◆ What is asked ◆
Count the lines in the listing below that contain the string "target", and reply with only the number.

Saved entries
□ □ □

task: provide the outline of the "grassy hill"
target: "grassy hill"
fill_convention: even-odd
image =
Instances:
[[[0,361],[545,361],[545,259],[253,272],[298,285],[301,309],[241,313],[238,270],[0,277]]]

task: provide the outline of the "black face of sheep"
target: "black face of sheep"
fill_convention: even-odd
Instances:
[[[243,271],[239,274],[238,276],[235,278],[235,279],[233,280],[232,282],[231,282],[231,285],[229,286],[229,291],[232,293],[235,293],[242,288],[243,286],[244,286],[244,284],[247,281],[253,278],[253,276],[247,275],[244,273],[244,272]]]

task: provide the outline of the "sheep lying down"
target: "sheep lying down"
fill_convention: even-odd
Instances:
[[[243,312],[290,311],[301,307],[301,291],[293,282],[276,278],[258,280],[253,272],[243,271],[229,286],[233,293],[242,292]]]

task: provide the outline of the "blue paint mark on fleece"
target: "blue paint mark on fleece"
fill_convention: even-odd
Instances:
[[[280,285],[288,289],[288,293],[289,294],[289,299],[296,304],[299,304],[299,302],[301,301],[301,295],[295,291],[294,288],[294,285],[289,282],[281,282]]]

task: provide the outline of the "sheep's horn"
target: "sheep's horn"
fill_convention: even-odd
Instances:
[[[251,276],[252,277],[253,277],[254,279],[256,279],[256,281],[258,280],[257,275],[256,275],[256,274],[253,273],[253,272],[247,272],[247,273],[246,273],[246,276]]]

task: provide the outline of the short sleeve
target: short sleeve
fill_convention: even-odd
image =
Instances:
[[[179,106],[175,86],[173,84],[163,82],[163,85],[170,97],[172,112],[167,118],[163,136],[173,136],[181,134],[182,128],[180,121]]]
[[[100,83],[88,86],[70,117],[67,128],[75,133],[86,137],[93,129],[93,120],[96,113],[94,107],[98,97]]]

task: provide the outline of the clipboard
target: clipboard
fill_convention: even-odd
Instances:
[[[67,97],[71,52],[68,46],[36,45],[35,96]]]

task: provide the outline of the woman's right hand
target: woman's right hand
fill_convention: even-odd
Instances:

□ □ □

◆ Solution to the problem ◆
8